● The request
Return the portion of the Min-Max scaling text from "### Q1. What" up to and including "to any range.", reproduced without alteration.

● Text extract
══════
# **Feature Engineering-3**

### Q1. What is Min-Max scaling, and how is it used in data preprocessing? Provide an example to illustrate its application.

Min-Max scaling is a feature scaling technique used to normalize the range of independent variables or features of data. The formula for Min-Max scaling is:

\[ X' = \frac{X - X_{\text{min}}}{X_{\text{max}} - X_{\text{min}}} \]

where \(X\) is the original value, \(X_{\text{min}}\) is the minimum value of the feature, \(X_{\text{max}}\) is the maximum value of the feature, and \(X'\) is the scaled value.

This scaling transforms the data to a fixed range, typically [0, 1], but it can be adjusted to any range.
══════
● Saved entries
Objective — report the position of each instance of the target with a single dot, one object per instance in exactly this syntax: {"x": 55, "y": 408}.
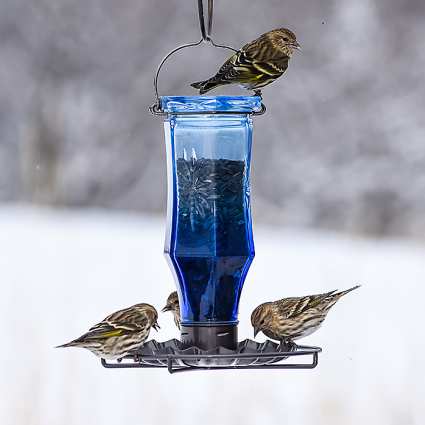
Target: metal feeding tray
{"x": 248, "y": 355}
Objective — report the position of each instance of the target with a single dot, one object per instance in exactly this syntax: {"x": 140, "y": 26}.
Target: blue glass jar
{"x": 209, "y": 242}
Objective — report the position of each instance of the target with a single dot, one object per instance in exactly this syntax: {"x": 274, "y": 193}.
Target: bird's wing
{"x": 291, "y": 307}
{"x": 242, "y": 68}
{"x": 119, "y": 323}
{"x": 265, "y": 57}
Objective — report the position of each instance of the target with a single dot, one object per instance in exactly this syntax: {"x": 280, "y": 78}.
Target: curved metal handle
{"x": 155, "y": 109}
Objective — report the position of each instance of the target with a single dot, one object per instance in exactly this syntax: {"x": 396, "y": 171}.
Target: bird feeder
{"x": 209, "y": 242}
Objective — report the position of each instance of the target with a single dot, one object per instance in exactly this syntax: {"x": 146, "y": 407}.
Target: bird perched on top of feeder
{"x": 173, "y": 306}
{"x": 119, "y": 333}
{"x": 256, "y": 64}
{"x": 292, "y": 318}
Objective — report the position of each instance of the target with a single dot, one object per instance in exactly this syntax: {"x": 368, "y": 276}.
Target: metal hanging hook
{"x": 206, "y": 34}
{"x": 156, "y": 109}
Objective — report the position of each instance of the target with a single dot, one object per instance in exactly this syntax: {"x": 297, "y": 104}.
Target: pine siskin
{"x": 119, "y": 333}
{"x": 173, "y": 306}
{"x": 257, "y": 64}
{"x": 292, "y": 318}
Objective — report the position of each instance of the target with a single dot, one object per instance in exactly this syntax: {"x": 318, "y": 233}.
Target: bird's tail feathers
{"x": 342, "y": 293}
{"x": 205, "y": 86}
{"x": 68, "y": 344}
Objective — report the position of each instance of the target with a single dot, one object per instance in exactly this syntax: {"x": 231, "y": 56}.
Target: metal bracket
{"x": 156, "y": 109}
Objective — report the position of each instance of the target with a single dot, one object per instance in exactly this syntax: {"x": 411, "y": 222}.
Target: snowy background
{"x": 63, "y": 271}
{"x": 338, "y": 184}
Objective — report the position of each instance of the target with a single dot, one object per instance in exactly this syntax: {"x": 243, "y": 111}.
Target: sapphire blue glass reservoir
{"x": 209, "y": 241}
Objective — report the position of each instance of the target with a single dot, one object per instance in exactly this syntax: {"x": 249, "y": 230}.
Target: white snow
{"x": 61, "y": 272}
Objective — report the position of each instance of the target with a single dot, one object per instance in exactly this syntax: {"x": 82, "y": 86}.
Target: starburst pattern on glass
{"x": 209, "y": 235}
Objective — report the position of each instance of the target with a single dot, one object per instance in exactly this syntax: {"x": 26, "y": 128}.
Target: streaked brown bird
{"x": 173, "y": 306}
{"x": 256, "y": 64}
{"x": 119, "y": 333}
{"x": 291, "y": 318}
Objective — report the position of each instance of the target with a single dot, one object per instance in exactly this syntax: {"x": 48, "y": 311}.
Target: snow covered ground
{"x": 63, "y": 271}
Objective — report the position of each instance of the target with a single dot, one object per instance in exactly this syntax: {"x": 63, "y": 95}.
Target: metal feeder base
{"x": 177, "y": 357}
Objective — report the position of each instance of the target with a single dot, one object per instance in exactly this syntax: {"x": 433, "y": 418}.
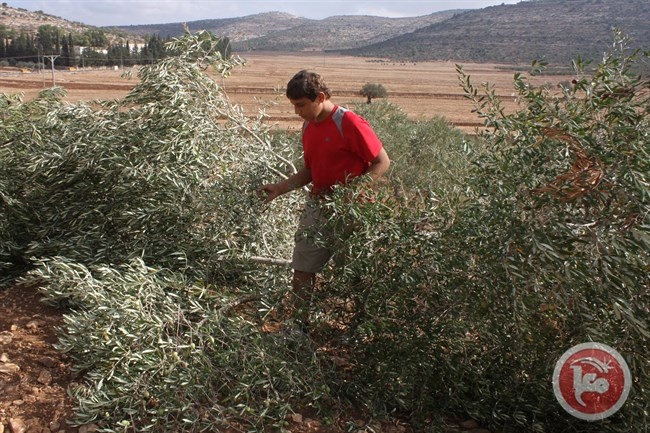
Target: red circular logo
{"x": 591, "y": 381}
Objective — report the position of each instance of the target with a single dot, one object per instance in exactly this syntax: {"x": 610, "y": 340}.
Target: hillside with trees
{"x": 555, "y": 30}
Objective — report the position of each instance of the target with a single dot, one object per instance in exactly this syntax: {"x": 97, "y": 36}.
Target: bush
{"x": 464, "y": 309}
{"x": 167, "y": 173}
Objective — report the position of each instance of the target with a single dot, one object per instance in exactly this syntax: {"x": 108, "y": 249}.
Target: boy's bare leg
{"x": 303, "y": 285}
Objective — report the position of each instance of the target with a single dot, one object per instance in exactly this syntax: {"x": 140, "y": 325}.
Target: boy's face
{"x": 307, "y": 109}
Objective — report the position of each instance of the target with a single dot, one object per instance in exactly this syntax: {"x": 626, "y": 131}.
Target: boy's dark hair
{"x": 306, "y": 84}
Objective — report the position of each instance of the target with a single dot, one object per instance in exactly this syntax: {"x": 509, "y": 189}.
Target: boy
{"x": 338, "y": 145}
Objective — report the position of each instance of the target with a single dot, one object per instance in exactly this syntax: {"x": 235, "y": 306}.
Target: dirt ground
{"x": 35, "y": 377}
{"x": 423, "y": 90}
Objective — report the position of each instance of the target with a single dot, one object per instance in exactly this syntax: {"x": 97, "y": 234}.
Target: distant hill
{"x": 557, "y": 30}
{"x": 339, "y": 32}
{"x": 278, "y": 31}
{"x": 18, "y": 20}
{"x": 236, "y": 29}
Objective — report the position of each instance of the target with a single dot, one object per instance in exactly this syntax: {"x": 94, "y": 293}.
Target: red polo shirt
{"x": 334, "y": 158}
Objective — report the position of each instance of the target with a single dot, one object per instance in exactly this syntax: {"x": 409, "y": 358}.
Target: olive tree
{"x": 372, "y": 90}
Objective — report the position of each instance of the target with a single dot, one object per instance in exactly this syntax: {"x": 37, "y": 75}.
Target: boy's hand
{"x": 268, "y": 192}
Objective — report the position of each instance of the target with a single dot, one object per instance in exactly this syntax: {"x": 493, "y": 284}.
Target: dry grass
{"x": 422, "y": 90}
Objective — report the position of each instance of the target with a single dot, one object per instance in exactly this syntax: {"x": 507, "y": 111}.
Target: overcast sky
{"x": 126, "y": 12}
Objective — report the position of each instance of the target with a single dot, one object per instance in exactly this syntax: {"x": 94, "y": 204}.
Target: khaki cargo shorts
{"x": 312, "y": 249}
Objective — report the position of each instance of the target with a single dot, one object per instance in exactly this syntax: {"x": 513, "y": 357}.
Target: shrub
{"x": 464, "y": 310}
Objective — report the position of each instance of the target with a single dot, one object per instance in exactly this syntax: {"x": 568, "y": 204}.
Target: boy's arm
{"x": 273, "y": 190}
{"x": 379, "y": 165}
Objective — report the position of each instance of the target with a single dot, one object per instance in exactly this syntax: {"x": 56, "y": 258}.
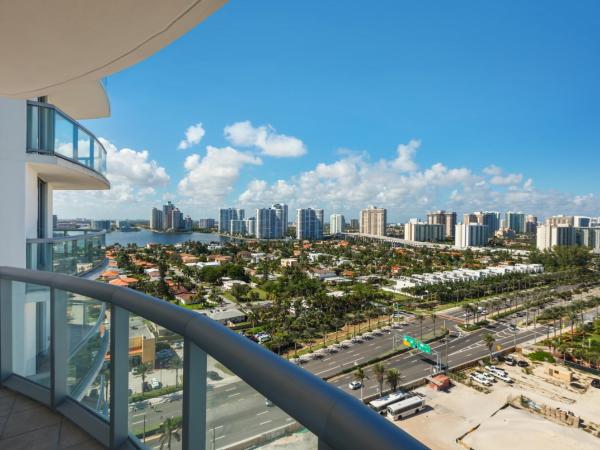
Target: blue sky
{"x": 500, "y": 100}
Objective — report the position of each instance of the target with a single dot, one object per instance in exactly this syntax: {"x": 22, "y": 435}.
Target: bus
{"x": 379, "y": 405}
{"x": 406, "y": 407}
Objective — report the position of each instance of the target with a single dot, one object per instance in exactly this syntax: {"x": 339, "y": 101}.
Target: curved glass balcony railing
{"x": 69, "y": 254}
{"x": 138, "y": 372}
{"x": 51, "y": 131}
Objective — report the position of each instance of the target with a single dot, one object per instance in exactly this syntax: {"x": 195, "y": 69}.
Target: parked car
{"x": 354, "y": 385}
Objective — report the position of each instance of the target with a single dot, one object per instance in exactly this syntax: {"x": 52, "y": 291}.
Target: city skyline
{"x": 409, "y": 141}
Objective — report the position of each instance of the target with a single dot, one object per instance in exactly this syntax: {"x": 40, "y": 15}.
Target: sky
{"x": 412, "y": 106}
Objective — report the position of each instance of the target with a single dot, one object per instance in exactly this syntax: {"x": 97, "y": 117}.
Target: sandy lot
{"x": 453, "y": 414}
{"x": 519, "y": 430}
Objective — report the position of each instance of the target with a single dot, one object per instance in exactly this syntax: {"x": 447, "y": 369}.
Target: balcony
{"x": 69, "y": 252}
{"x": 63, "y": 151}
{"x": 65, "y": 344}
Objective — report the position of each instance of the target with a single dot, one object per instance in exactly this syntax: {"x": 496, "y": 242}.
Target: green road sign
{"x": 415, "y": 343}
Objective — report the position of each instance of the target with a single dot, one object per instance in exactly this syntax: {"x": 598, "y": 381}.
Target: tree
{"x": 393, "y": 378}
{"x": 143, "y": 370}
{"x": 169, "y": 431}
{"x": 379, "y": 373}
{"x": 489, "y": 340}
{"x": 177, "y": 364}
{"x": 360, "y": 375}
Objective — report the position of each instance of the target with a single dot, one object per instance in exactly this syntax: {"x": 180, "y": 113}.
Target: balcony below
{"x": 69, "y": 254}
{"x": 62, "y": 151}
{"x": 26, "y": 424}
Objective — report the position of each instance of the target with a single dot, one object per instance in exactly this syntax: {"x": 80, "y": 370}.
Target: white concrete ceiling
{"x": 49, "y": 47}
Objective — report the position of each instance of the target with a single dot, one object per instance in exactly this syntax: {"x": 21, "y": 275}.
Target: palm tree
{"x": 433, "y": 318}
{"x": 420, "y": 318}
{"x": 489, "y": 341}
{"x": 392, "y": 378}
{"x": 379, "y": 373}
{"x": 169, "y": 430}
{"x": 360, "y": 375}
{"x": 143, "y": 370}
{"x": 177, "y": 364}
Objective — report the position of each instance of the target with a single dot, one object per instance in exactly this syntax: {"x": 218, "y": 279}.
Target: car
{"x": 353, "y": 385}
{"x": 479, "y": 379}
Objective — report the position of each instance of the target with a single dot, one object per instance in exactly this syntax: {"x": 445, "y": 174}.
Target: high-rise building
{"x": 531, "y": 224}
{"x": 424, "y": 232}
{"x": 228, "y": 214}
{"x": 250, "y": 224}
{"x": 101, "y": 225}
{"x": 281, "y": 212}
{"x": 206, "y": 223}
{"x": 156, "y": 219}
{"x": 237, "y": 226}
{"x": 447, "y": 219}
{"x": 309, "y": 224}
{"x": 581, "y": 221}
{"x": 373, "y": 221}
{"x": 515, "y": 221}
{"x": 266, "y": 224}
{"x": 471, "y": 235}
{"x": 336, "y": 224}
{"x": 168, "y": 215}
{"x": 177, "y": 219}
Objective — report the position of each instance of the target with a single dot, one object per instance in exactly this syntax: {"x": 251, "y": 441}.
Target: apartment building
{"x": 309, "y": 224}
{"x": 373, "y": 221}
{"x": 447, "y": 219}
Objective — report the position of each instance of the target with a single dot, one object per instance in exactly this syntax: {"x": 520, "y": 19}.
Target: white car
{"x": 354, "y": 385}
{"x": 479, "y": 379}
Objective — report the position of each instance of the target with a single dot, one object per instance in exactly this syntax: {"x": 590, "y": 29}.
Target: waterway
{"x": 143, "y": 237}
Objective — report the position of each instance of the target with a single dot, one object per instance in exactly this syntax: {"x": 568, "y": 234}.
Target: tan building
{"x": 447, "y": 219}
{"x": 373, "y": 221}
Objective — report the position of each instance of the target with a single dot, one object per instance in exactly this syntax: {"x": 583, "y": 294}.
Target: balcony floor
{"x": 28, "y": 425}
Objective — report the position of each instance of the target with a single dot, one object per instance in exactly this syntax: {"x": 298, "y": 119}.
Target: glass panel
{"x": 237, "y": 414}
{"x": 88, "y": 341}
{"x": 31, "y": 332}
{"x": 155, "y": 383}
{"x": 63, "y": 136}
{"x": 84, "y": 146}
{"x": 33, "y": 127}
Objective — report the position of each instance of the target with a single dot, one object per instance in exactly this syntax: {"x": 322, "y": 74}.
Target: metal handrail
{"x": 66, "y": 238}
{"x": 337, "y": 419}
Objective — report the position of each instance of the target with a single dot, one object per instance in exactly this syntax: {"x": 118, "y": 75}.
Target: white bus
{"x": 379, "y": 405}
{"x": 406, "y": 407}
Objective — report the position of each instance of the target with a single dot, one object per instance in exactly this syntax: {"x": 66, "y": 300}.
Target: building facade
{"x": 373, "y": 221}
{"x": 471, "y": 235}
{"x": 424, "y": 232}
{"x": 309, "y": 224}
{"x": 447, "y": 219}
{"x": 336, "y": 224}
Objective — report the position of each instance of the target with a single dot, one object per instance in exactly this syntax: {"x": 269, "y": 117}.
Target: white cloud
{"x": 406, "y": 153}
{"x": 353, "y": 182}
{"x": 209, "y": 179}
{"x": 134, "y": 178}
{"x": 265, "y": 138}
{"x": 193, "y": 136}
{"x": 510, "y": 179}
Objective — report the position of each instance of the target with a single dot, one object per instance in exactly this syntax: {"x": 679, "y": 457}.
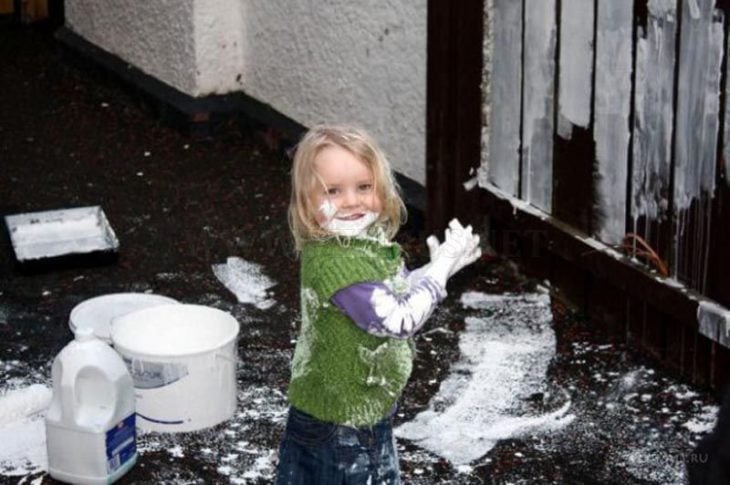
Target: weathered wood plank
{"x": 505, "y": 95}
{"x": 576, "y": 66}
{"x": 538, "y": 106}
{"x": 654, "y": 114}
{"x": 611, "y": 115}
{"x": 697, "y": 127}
══════
● Task response
### Q1. What is Min-Max scaling, and how is it used in data preprocessing? Provide an example to illustrate its application.

Min-Max scaling is a feature scaling technique used to normalize the range of independent variables or features of data. The formula for Min-Max scaling is:

\[ X' = \frac{X - X_{\text{min}}}{X_{\text{max}} - X_{\text{min}}} \]

where \(X\) is the original value, \(X_{\text{min}}\) is the minimum value of the feature, \(X_{\text{max}}\) is the maximum value of the feature, and \(X'\) is the scaled value.

This scaling transforms the data to a fixed range, typically [0, 1], but it can be adjusted to any range.